SUPPLIED PASSAGE START
CARH Welcomes HHS Study Noting Burden of Personal Injury Lawyers

March 5, 2003

The Coalition for Affordable and Reliable Health Care (CARH), a national organization fighting medical lawsuit abuse, praised a study released by the U.S. Department of Health and Human Services that reportedly finds frivolous litigation continuing to drive up liability costs and has resulted in the loss of access to even basic health care services, particularly emergency and mother-infant services for millions of Americans.

“The truth is – and today’s HHS study is further proof – that most spectacular jury awards of non-economic damages in medical cases are simply a huge pay day for personal injury lawyers,” CARH chairman John Thomas commented. “We welcome this comprehensive look by HHS at a very tough crisis for our nation’s health care and economy. It confirms what those of us on the front lines know – that the personal injury lawyers and their abuse of the legal system are preventing access to care and taking billions of dollars out of our health care system, both tax dollars and those paid by employers and consumers for health benefits and services.”

The study, “Addressing the New Health Care Crisis,” reportedly finds that “the crisis has only worsened, in scope and intensity,” since HHS assessed the impact of frivolous lawsuits in July 2002. Although the situation is markedly better in states that have enacted lawsuit abuse reform, the crisis is affecting the entire nation’s health care system, the study said.

Thomas also hailed remarks delivered by President Bush to the American Medical Association, in which Bush said, “Even the most frivolous of lawsuits cost money. Premiums go up … Either way the patient pays.”

“CARH feels strongly that President Bush’s proposal, now before Congress, will go a long way toward solving this crisis,” Thomas said. “Capping non- economic damages at $250,000 and limiting attorneys’ fees are what’s needed to begin to allow doctors, hospitals and long-term care providers to offer quality care to patients, especially in hard-hit specialties like obstetrics and gynecology, neurosurgery and orthopedics.”
SUPPLIED PASSAGE END
GOAL OF THE EXERCISE: Transcribe the part of the press release on the HHS study that begins at the words "CARH Welcomes HHS" and stops after "millions of Americans.".
PROVIDED INFORMATION START
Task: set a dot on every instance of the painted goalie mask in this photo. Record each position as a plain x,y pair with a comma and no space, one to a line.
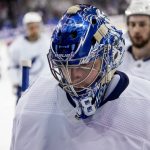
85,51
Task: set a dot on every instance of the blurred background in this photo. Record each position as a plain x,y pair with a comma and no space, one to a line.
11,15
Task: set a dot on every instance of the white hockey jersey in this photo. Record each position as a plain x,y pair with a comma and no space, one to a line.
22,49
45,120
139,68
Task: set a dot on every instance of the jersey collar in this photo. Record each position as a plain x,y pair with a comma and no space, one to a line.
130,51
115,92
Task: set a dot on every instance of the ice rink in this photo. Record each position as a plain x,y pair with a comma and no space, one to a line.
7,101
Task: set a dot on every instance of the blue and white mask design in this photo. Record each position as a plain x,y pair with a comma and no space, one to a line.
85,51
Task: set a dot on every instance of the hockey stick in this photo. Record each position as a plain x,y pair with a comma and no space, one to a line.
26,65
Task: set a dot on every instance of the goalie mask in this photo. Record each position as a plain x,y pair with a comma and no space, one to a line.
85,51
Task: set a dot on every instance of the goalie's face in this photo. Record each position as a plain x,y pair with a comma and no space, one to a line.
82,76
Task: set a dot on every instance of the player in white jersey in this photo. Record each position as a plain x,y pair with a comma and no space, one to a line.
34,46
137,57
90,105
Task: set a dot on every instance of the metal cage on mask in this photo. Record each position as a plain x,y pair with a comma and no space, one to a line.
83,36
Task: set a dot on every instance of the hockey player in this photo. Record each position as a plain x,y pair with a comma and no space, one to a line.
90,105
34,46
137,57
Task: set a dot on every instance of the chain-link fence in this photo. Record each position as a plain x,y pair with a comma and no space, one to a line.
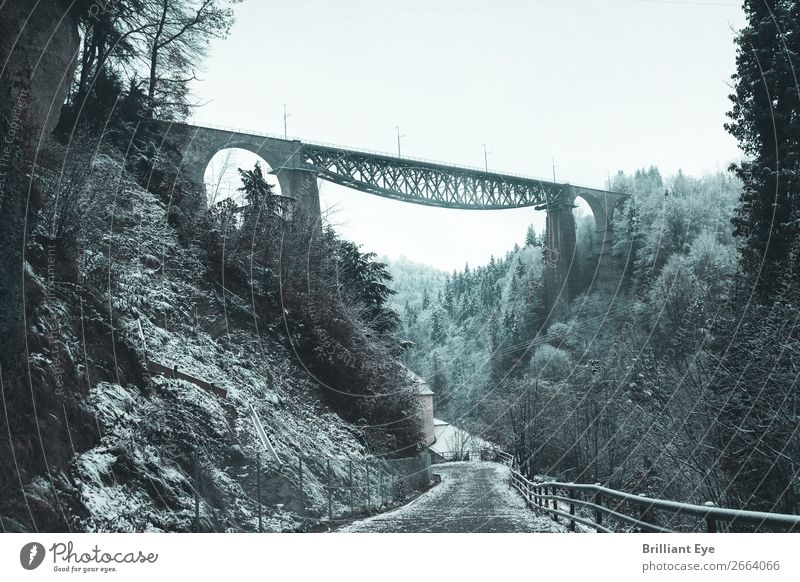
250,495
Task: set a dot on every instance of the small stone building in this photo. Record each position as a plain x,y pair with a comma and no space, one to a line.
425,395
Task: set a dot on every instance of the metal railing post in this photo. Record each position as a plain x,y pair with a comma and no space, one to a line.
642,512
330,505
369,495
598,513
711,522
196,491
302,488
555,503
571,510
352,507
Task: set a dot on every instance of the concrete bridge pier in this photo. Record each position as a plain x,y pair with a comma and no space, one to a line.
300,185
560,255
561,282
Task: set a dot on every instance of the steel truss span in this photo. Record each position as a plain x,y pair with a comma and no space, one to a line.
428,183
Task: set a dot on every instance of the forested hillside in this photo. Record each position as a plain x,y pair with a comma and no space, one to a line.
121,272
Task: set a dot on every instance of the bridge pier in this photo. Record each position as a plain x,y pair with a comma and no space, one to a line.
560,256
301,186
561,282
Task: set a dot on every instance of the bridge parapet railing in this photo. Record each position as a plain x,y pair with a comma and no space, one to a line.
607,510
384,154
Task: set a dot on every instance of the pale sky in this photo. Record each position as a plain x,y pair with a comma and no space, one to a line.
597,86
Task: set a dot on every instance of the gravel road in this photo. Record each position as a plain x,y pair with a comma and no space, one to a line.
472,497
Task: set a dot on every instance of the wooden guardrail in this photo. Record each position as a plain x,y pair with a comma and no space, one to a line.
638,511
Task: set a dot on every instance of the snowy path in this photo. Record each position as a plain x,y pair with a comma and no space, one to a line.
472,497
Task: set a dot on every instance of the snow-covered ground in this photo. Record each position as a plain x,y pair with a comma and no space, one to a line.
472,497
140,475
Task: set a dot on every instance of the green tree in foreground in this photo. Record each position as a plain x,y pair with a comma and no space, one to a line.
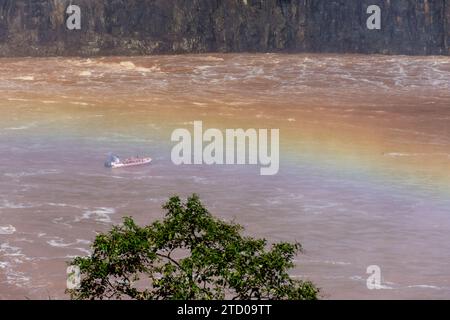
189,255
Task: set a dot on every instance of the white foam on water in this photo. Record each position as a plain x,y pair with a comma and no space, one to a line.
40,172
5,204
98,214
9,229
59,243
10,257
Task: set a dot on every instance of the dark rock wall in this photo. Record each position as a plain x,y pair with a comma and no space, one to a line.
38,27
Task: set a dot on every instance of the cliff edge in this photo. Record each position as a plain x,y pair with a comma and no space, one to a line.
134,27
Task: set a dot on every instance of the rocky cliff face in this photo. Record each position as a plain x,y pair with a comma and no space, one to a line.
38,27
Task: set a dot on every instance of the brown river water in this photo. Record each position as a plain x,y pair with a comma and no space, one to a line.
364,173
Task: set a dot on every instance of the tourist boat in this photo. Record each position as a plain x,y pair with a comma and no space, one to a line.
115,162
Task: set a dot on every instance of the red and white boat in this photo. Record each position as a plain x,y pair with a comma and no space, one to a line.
PROVIDED INFORMATION END
PROVIDED INFORMATION START
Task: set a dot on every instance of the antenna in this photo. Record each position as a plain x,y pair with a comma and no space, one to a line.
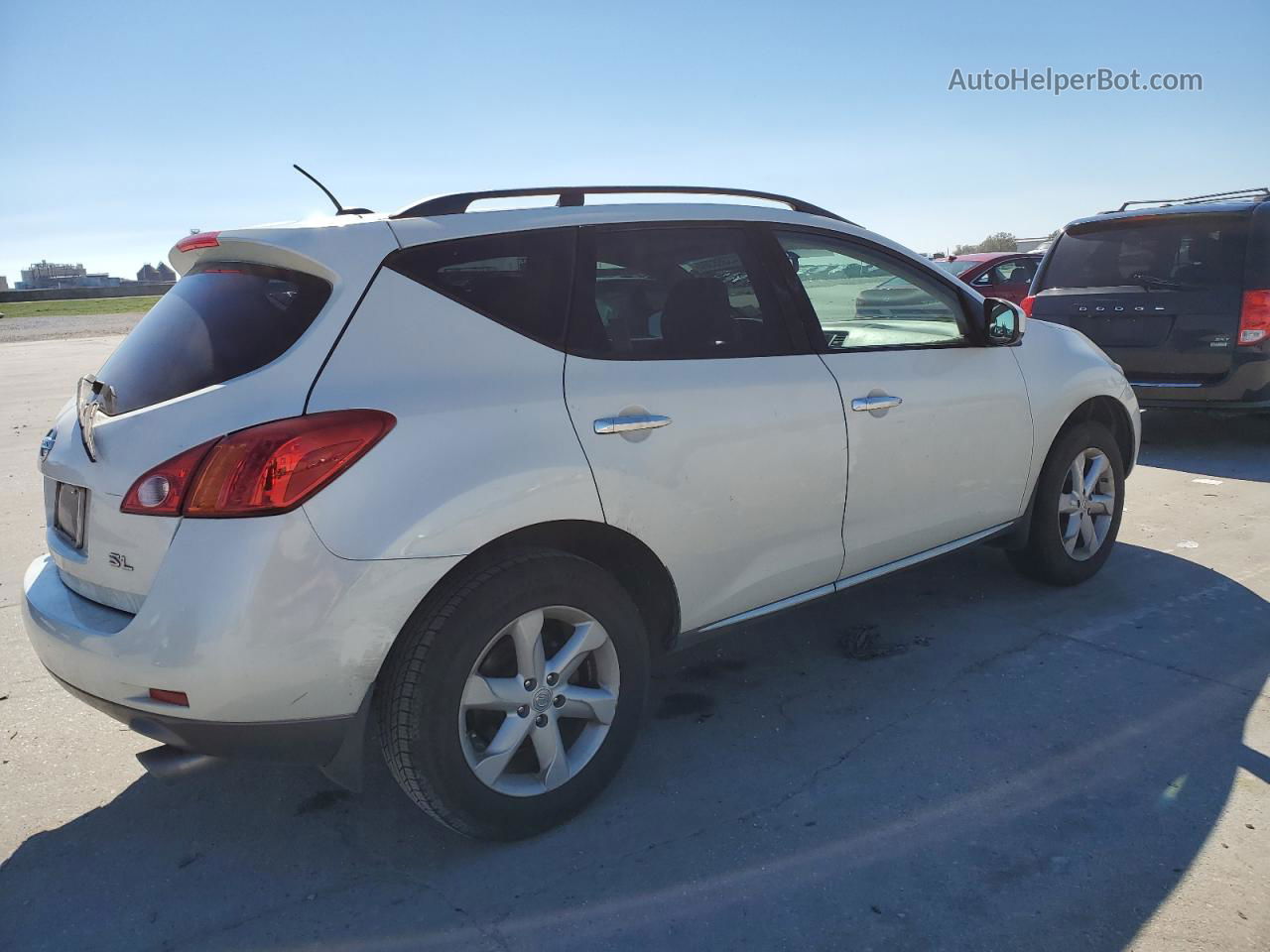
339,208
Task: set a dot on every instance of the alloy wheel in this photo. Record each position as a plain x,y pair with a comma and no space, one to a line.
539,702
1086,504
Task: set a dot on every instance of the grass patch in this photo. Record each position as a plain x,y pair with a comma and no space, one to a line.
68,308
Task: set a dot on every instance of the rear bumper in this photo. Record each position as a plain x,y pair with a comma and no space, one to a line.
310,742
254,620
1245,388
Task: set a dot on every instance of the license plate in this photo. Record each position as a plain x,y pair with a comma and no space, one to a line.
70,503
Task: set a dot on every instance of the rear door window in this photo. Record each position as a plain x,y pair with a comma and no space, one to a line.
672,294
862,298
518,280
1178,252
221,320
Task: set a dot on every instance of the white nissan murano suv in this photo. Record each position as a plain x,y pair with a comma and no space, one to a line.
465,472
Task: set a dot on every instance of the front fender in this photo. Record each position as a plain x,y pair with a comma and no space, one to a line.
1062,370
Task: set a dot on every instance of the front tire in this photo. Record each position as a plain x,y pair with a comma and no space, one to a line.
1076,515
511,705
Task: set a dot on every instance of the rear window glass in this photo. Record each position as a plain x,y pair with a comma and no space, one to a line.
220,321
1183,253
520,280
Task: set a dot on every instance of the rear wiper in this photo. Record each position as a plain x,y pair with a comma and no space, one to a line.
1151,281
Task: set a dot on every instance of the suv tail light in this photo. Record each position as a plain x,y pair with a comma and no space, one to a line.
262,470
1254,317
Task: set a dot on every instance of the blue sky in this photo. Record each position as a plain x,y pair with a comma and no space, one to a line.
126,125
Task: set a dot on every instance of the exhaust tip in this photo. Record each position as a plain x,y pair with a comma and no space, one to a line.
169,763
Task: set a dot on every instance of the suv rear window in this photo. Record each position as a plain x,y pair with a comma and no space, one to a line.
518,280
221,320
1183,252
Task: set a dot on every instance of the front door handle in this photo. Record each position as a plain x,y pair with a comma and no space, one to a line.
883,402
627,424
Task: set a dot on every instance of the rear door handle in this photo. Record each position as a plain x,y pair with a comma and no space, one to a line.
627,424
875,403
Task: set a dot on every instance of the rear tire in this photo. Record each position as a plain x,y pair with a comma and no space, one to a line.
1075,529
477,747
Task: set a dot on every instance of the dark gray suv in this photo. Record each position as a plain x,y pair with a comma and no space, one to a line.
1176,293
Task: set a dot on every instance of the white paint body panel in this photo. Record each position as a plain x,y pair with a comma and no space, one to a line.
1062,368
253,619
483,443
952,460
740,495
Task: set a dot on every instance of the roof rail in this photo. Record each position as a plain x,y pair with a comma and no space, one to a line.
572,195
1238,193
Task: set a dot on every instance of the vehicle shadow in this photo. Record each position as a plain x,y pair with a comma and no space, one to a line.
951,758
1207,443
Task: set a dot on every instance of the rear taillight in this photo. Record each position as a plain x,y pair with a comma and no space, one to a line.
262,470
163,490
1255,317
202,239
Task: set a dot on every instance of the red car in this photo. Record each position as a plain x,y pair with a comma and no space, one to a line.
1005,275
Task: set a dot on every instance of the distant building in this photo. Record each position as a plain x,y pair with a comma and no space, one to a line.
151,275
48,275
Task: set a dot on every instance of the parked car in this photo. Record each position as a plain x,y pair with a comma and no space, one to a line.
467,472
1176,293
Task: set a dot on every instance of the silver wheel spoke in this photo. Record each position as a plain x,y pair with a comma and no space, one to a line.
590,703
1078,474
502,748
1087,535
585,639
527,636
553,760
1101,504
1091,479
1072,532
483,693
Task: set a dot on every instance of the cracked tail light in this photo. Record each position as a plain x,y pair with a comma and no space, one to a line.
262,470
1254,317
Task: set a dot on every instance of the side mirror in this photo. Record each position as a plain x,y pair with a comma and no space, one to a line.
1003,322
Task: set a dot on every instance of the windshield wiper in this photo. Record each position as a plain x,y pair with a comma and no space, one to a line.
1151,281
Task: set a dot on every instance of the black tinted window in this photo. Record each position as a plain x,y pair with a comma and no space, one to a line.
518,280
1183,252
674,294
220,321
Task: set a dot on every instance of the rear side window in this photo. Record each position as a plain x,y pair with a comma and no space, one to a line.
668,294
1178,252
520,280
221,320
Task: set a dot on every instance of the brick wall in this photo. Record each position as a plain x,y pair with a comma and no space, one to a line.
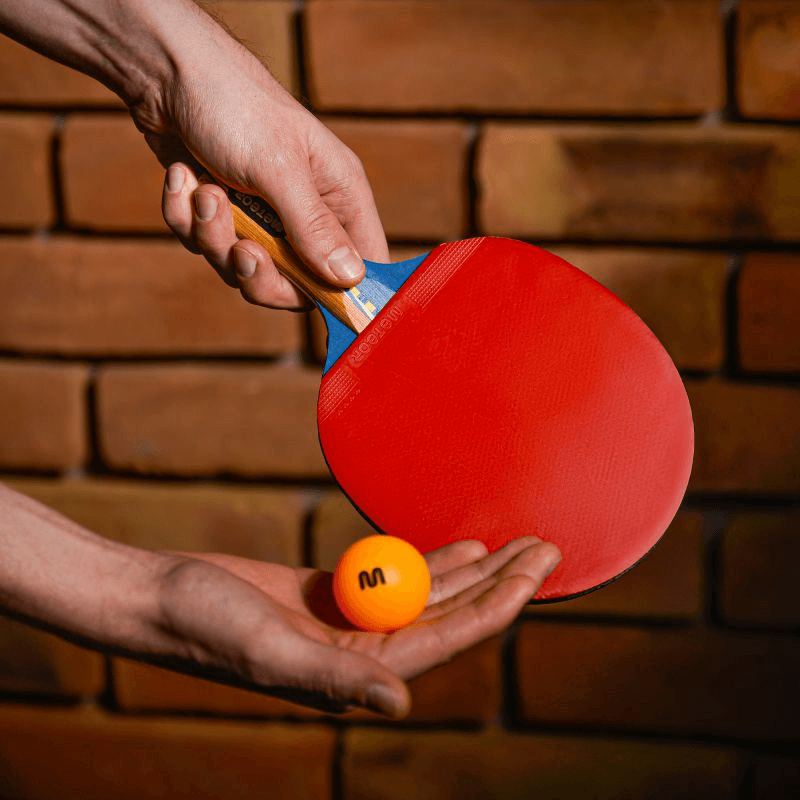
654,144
PROVIDED INFORMATION END
ANSWER SECTION:
CARH Welcomes HHS Study Noting Burden of Personal Injury Lawyers

March 5, 2003

The Coalition for Affordable and Reliable Health Care (CARH), a national organization fighting medical lawsuit abuse, praised a study released by the U.S. Department of Health and Human Services that reportedly finds frivolous litigation continuing to drive up liability costs and has resulted in the loss of access to even basic health care services, particularly emergency and mother-infant services for millions of Americans.